Copy the material below word for word, from its first line up to and including the line with "[546, 212, 563, 301]", and output nothing else.
-*-
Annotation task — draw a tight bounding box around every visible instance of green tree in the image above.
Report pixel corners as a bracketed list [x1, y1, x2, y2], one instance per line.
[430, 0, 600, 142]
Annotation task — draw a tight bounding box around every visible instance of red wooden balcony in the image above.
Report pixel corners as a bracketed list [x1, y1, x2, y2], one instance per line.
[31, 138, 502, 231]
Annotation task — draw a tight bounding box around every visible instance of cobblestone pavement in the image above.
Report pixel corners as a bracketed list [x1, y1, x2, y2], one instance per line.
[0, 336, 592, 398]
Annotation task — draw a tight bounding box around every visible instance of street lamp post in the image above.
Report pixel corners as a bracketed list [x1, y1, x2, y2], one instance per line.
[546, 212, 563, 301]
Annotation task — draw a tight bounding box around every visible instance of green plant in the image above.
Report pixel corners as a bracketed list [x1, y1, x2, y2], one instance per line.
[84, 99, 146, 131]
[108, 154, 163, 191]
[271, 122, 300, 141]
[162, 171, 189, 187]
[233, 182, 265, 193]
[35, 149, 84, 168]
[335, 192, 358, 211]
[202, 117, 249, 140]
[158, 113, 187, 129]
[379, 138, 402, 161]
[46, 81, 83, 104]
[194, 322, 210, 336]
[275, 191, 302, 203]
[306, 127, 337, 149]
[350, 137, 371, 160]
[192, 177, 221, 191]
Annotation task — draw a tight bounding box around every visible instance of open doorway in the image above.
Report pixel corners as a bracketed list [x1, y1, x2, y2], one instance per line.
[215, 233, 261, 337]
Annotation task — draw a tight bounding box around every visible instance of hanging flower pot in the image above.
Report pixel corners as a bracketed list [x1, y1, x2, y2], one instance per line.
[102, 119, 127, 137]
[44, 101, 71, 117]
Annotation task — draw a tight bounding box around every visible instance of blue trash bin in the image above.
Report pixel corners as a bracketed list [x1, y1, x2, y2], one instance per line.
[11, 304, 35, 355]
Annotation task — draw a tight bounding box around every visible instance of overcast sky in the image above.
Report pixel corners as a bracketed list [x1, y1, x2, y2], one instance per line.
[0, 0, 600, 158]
-*-
Result of this exercise —
Annotation task — draw a tight bounding box around every visible instance of green tree in the image above.
Report pixel corners as a bracketed list [x1, y1, x2, y2], one instance per line.
[430, 0, 600, 142]
Annotation task — draw a tight bounding box around every visible instance of red wooden balcony in the image above.
Report pixel corners as a bracketed list [x1, y1, x2, y2], one instance per line.
[31, 138, 502, 231]
Annotation task — draw a tight bounding box around every visible instance of cobblestone pavement in the image above.
Report pixel corners as a bracketed list [x1, y1, x2, y2], one instance per line.
[0, 336, 592, 398]
Annotation task — draw a tight bounding box around every visible instance of street lamp post in the image above.
Report pixel corners as a bracketed list [x1, y1, x2, y2], one instance per line.
[546, 212, 563, 301]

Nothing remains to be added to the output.